Document section
*** Begin section ***

The main effect of watching the US democratic process is to make you feel more warmly about the British one

On the other side of the chamber, one change since the summer is that Conservative MPs have now taken to wearing union jack pins on their lapels. Quiet patriotism is out, conspicuous loyalty is in.

Kemi Badenoch rose to ask her first question. She generally struggles to respond to news that has broken on the morning of PMQs. Here she slipped a line about Rayner into a previously planned question about interest rates: “She has admitted that she underpaid tax, so why is she still in office?”

Generally when Badenoch asks two questions, Starmer picks the one he’d rather answer, but this time he took on both. He opened with a spirited defence of Rayner. “She has gone over and above in setting out the details,” he said, adding that he was “very proud” to sit alongside her.

Badenoch was having none of that. “If he had a backbone, he would sack her!” she declared. Starmer fired back that the Tory leader’s claims “are about as credible as her place at Stanford University”. Labour MPs, somewhat implausibly, greeted this as though it were Oscar Wilde putting down an insubordinate theatre critic. “MORRRRE!” they cried. Badenoch, Starmer said, was “talking down the country”. She was ready for that: “He is dragging down the country.”

*** End section ***

Collected data

*** Begin section ***

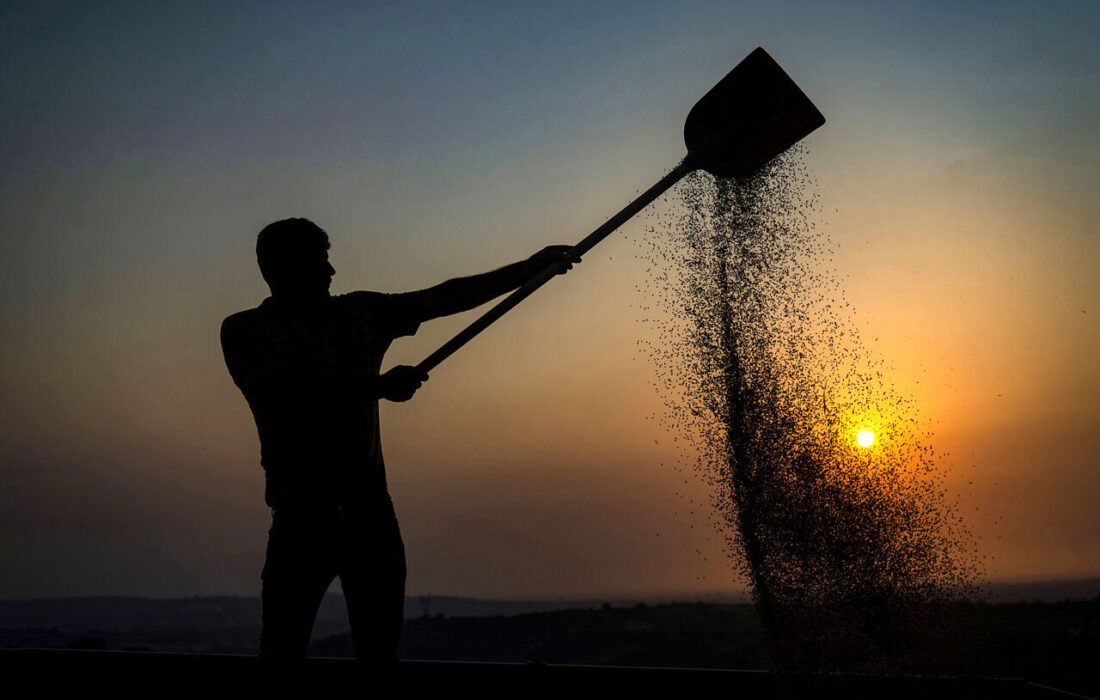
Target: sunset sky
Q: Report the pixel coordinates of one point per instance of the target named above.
(144, 145)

*** End section ***

Exercise objective
Answer these questions from the PMQs text:
1. What have Conservative MPs taken to wearing on their lapels since the summer?
2. What was Badenoch's previously planned question about?
3. What did Labour MPs cry out after Starmer's line about Stanford University?

Solved problem
1. Union jack pins.
2. Interest rates.
3. "MORRRRE!"